──────── Excerpted data

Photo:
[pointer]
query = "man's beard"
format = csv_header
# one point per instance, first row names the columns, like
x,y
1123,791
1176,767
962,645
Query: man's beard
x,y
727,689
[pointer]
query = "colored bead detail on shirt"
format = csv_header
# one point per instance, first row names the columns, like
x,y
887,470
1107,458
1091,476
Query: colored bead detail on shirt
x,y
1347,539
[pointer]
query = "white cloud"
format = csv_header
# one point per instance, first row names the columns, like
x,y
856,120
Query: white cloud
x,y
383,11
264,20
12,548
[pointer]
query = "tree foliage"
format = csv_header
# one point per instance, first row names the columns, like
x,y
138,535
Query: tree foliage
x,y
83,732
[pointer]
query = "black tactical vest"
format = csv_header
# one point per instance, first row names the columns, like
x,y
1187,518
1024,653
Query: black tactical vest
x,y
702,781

────────────────

Required work: Exact copies of all the records are required.

Answer box:
Photo:
[pointer]
query = "man's beard"
format = csv_header
# one point per instance, first row names the columns, like
x,y
1123,791
1176,767
962,645
Query: man's beard
x,y
727,689
[pointer]
query = "colored bead detail on shirt"
format = csv_header
# one point per instance, first row names the columns, like
x,y
887,470
1107,458
1091,476
Query: colored bead detail on shirt
x,y
1347,539
[pointer]
query = "white cloud"
format = csv_header
# one point per instance, first row names the columns, like
x,y
856,120
Query: white cloud
x,y
383,11
264,20
12,548
[pointer]
query = "tree foliage"
format = csv_header
# one point per instance, first row names the columns, like
x,y
138,535
Query: tree foliage
x,y
83,732
[pointer]
query = "black tactical vest"
format = csv_header
# one point per instance, first row names the columns, like
x,y
1187,518
1024,653
Query: black tactical vest
x,y
702,781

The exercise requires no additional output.